##### Extrait choisi #####

La Compagnie noire
7.7
La Compagnie noire

livre de Glen Cook (1984)

On ne sait pas où on va. Donc allons-y...

Parfois, la première impression n'est pas la meilleure.
Le premier tome des Annales de la Compagnie Noire a l'étonnante saveur du bouquin chiant à lire mais pourtant bourré de bonnes idées.


Le pitch est pourtant prometteur :
Une histoire assez singulière de mercenaires au service du mal. Des situations à en horrifier les plus fervents défenseurs de la liberté. Des personnages désabusés pour qui la guerre n'est qu'une profession et le viol des civil un bonus qui vient en prime avec le salaire.
Orienter le roman vers une fiction militaire... l'idée est sublime.


La narration l'est tout autant. Toubib, le médecin de la compagnie de mercenaire, s'avère être un étonnant narrateur. Succin sur les événements cruciaux pour l'intrigue principale, il se penchera surtout sur la compagnie... ses soldats... leur vision du front. Exit la politique ou les héros qui dictent leurs conseils aux rois pour être aux premières loges du récit (comme Tolkien ou GRR Martin).
Glen Cook met son narrateur là où personne ne veut être : sur le front, dans la garnison qui se les gèle par temps d'hivers pendant un siège interminable, ou dans une planque miteuse, à l’affût de la première escarmouche stratégiquement potable à engager. Nous suivons les événements importants de loin par le biais d'une prose synthétique. Ce qu'un auteur classique mettrait 300 pages à raconter (histoires d'élus, de prophéties etc...), Cook le résume en un paragraphe... voir 1 ligne.
C'est très malin.
Car l'auteur sait ce que le lecteur est susceptible d'avoir déjà lu 50 fois par le passé. Donc, Glen Cook va se pencher sur autre chose : les sbires, la bleusaille, le côté technique de la tactique militaire, les préparatifs de guerre, le jeu des retraites stratégiques, les contentieux entre généraux de même allégeances, le mindgame entre les armées... et contrairement à ce qu'on pourrait craindre : c'est très peu descriptif.
Et c'est là que réside le plus grand tour de force de Gen Cook : faire confiance à l'imagination du lecteur pour visualiser, interpréter et déduire du déroulement de l'over-plotting auquel n'assistent pas les personnages principaux. Il donne aux lecteurs deux-trois éléments (sur le Dominateur, les 10 asservis, Volesprit, la Dame... qui pourraient faire l'objet de 1000 histoires passionnantes à suivre) puis laisser un flou sur ce sujet qui va durer plusieurs 100aines de pages et laisser notre jugeote de lecteurs s'imaginer la gueule d'un tel Empire géré par des types répondant à de telles nomenclatures... et c'est amplement suffisant pour être fascinant.
On tire de ça un univers finalement sans réelles limites qui s'adapte au gré de nos fantasmes... et JAMAIS Glen Cook ne vient couper court à notre imagination : il ne fait que l'alimenter avec une parcimonie dans les détails ou les révélations qui arriveront au compte goutte...

#####

Recopiez le passage de la critique qui va de « livre de Glen » jusqu'à « avec le salaire. ». Les lignes ci-dessous proviennent d'une autre source que la critique.

##### Lignes fournies #####

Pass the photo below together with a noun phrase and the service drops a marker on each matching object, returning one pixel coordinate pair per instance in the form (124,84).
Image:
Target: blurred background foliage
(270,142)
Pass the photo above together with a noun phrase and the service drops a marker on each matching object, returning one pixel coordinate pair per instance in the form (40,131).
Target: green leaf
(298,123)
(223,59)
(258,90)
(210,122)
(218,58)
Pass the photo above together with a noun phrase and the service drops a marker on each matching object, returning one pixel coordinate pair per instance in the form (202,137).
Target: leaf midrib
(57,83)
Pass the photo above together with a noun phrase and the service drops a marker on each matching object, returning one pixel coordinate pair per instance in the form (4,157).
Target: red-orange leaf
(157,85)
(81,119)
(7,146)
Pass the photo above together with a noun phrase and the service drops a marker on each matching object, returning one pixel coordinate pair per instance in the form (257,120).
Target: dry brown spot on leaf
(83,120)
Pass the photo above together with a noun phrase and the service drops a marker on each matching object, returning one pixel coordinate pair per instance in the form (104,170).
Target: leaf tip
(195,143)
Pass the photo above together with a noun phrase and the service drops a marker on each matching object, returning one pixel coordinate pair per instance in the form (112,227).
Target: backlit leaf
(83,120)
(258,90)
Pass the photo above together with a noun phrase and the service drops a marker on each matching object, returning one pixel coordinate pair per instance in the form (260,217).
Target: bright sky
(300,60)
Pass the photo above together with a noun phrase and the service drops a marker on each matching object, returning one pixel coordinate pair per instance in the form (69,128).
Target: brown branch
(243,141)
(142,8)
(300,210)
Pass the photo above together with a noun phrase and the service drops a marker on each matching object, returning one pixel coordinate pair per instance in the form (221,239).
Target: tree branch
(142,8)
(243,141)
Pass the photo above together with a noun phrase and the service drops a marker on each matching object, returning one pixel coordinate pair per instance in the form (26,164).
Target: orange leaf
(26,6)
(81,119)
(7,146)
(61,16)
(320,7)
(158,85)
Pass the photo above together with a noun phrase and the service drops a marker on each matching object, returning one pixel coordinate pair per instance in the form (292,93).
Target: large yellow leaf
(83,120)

#####

Corrigé:
livre de Glen Cook (1984)

On ne sait pas où on va. Donc allons-y...

Parfois, la première impression n'est pas la meilleure.
Le premier tome des Annales de la Compagnie Noire a l'étonnante saveur du bouquin chiant à lire mais pourtant bourré de bonnes idées.


Le pitch est pourtant prometteur :
Une histoire assez singulière de mercenaires au service du mal. Des situations à en horrifier les plus fervents défenseurs de la liberté. Des personnages désabusés pour qui la guerre n'est qu'une profession et le viol des civil un bonus qui vient en prime avec le salaire.